__ENTRIES PROVIDED__:

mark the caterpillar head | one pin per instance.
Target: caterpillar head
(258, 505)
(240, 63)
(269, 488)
==
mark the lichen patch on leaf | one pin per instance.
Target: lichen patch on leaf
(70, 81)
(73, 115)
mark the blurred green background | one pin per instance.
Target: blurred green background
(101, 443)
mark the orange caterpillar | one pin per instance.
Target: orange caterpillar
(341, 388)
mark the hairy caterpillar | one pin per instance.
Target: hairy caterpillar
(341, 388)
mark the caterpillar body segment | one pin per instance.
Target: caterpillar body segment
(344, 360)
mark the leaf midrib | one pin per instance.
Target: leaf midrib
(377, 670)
---
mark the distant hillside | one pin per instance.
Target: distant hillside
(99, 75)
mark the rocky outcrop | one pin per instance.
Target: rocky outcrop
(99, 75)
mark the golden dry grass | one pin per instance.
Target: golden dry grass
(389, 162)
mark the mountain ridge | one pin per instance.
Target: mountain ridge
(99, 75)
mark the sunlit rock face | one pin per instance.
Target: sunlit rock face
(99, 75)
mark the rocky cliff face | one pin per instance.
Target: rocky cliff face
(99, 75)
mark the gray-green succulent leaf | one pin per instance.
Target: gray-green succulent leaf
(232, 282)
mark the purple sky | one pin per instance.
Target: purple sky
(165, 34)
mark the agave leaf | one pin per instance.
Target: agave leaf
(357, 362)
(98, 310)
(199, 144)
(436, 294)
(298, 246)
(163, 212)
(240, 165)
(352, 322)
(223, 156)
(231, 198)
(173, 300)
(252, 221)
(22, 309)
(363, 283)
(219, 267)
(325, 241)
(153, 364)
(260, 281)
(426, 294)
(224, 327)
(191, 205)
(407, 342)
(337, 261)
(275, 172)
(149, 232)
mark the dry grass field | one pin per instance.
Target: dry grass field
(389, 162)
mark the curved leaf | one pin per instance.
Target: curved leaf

__TASK TO COMPLETE__: Report every line of the records above that contains the string "orange", copying each such line in full.

__TASK OUTPUT__:
mark the orange caterpillar | one pin per instance.
Target: orange caterpillar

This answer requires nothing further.